本文:
╔══

ウッドカービング教室[第73回]-ギルディング(1) 準備-

木彫された鏡のフレームにギルディング(Gilding=金箔押し)を施す場合、2種類のギルディング方法(Oilとwater)があります。Oilとwaterは両方ともに、ジェッソでできたグランドの上に作成されます。ギルディングは、木彫フレーム、もしくは家具の施された箇所の装飾を強調するためだけでなく、テンペラ画のカーテンとばりにも同様に用いられます。以降ではギルディングの技法について何回かに分けて解説したいと思います。

以下の写真は市販の写真フレーム(100均で購入した物)にギルディングの練習をしたものです。ギルディング技術に関しては練習が必要ですので、同じ練習をワークショップでやっていただき、ある程度できる自信がついたところで、本番を取り組んでいただくような流れを考えています。

ギルディングのサンプル

ギルディングに適した木彫デザイン

木彫作品にギルディングを施そうと考えたとき、その技法に適した木彫デザインである方が、なにかと好ましい結果を得やすいでことは、容易に想像できるでしょう。ではまず、ギルディングに適した木彫のデザインとは何であるか?、という問題から考えてみましょう。仮に、フレームを作る場合を想定して考えると、フレームは丸みを帯びたモールディングとそれに続く彫刻されたレリーフで作られるべきと言えます。材料はパイン、マホガニー、ライム、ウォールナットを使うと失敗は少ないでしょう。なぜならば、これらの材料は目が詰まっており、バーニシングでみごとな輝きを得ることができるからです。一方、オーク(水ナラ)は避けた方がよろしいと考えられます。といのは、ギルディングの要求であるリッチネスと輝きを、オークの深い導管が与えないからです。

一般的に言って、ギルディングに適するモチーフのモデリングは、広くソフトなキャラクターが良いとされています。深いV-TOOLによる処理や、逆に浅すぎる処理は向いていません。また、彫刻を手前に浮き立たせて見せる効果を演出するアンダーカットは、できる限り避けるのが無難です。これはジェッソにより、目詰まりを起こし易いからです。見詰まりがなぜ問題となるかは、後段で説明します。

╚══

(データセットに掲載された項目)
╔══

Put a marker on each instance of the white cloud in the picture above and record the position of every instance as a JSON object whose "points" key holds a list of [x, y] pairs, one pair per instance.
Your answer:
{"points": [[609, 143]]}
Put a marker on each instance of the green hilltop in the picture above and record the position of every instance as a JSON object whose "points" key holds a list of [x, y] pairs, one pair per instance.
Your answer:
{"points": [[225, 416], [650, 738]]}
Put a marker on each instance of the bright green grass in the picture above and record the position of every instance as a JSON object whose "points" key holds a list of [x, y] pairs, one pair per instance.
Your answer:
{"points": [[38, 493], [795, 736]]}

╚══

課題一覧:
1. 本文によると、ギルディングを施す木彫作品で避けた方がよいとされる木材は何ですか。
2. 一覧のうち、「Put a marker on each instance of the bright」を含む行から一覧の最後までを、その両端も含めて一字一句変えずに再掲してください。

各課題の解答:
1. オーク(水ナラ)です。

2.
Put a marker on each instance of the bright green grass in the picture above and record the position of every instance as a JSON object whose "points" key holds a list of [x, y] pairs, one pair per instance.
Your answer:
{"points": [[38, 493], [795, 736]]}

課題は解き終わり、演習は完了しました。